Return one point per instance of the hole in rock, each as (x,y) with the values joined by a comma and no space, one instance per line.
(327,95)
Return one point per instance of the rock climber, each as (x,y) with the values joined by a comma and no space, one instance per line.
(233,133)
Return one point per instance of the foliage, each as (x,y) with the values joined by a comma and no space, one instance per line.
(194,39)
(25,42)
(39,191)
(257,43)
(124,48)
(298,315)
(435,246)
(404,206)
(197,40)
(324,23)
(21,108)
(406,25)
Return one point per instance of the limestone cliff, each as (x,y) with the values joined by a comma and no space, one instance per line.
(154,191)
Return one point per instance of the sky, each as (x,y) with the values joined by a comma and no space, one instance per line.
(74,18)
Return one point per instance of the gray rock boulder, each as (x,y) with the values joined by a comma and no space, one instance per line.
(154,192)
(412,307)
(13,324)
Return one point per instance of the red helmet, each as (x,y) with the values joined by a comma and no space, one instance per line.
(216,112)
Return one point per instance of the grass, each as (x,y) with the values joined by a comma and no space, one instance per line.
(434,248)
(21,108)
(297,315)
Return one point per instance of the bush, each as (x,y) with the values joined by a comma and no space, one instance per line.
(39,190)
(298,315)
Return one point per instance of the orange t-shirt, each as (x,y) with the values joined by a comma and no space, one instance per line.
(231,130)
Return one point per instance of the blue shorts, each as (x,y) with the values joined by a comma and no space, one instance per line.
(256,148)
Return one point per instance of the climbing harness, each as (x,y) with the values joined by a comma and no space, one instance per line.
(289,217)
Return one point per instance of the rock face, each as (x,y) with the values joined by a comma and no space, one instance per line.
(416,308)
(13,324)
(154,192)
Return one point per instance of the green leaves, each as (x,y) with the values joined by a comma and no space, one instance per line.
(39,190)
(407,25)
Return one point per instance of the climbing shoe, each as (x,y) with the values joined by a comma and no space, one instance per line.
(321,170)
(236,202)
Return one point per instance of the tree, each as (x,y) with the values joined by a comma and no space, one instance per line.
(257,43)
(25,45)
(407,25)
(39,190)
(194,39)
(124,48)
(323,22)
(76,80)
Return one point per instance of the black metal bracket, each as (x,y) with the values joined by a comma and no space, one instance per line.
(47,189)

==*==

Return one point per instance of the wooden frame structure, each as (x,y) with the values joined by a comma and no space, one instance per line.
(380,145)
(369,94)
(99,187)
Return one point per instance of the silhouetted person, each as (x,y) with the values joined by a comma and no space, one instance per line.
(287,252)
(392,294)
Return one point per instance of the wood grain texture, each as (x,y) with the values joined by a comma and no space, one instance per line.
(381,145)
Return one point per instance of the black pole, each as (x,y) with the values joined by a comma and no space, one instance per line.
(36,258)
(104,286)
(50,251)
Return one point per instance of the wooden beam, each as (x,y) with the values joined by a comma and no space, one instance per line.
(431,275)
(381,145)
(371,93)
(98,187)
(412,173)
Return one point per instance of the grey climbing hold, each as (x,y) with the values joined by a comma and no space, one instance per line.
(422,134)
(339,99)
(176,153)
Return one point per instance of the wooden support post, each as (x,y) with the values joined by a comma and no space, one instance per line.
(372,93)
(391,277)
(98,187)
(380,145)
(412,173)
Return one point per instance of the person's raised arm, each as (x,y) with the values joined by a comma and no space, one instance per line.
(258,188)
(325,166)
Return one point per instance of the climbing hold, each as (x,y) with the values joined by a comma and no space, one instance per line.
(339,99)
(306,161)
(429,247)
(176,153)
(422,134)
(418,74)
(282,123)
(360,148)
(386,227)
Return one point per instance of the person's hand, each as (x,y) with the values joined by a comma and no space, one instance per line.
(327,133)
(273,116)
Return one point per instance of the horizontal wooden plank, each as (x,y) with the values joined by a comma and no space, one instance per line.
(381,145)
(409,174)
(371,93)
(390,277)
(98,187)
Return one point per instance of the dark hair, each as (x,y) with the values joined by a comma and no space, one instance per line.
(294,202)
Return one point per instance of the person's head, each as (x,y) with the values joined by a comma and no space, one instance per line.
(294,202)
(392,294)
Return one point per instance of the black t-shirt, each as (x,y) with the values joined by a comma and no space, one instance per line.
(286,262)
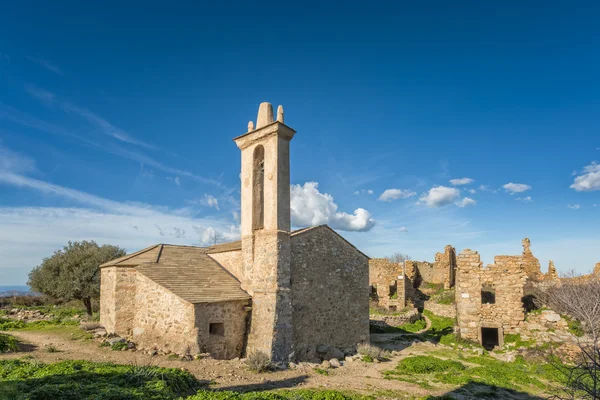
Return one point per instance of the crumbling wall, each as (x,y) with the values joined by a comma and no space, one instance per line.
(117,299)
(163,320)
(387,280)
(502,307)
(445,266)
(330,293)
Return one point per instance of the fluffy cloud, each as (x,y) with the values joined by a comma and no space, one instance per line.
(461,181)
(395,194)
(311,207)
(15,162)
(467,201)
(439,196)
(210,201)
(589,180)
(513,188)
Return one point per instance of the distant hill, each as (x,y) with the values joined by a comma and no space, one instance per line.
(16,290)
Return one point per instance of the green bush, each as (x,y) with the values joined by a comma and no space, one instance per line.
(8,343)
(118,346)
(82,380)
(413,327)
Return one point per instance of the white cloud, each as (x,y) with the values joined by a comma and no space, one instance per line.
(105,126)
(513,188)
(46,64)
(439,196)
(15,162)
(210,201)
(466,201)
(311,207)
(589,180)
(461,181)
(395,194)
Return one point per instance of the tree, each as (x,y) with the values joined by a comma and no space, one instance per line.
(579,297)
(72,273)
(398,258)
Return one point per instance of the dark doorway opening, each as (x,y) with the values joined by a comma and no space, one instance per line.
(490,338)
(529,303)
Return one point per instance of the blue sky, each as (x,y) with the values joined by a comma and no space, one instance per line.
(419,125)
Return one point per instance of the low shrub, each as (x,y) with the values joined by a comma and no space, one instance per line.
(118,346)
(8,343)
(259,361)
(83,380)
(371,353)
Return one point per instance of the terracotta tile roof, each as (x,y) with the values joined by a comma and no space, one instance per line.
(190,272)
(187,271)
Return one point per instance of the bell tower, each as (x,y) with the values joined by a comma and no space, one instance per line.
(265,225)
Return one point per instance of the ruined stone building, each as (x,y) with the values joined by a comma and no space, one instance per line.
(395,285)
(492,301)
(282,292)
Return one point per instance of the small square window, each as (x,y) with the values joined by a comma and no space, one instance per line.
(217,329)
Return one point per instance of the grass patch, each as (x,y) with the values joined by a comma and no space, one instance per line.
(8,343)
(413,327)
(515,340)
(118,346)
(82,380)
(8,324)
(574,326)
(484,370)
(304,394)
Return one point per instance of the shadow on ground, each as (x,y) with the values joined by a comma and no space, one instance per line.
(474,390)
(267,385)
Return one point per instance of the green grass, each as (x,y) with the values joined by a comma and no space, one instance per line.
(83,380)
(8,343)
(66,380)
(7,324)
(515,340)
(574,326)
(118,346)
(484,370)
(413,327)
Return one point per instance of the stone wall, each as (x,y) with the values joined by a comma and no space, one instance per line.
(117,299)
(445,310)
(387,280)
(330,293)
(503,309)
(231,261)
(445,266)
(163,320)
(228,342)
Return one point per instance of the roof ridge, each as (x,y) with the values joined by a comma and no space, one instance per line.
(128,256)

==*==

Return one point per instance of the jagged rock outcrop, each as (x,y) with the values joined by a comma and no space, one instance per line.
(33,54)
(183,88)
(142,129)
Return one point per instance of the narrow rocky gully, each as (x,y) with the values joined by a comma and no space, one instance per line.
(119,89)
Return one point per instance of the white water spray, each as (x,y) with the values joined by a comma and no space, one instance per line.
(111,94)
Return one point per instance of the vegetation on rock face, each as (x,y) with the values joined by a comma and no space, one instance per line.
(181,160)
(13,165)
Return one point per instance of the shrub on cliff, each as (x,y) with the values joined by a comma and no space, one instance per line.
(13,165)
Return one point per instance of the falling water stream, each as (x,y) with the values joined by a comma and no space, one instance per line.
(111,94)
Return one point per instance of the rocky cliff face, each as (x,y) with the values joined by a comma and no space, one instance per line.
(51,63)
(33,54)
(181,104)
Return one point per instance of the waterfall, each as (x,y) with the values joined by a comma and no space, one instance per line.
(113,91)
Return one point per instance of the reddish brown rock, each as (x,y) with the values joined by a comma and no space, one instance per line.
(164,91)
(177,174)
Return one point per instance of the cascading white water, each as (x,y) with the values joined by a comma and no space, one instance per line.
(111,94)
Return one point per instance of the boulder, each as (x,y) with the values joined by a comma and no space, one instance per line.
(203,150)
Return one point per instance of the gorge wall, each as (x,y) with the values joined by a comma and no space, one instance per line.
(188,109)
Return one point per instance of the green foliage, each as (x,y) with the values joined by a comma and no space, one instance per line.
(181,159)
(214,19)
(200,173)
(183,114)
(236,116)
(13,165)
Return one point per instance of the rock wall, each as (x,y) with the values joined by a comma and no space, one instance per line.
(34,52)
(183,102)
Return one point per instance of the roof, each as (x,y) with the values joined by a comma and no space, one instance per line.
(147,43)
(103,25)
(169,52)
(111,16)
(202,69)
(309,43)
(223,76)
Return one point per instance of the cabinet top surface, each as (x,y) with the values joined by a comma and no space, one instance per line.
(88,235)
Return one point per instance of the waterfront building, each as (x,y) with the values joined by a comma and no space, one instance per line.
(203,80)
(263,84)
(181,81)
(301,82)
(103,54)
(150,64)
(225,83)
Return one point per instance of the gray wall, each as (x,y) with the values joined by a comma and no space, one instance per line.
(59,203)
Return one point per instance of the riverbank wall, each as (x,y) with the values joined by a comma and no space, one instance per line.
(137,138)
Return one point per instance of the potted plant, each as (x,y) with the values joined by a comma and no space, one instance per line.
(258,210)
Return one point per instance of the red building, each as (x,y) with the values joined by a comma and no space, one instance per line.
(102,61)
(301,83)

==*==

Extract every line of the entries that contains the word "gray", treating uppercase and lowercase letters as different.

Return one point per instance of the gray rock boulder, each as (x,y) with the values joined by a comma and no space, one instance per line.
Return one point per instance of the gray wall, each as (x,y) with the values joined by a comma and no space, one instance per line.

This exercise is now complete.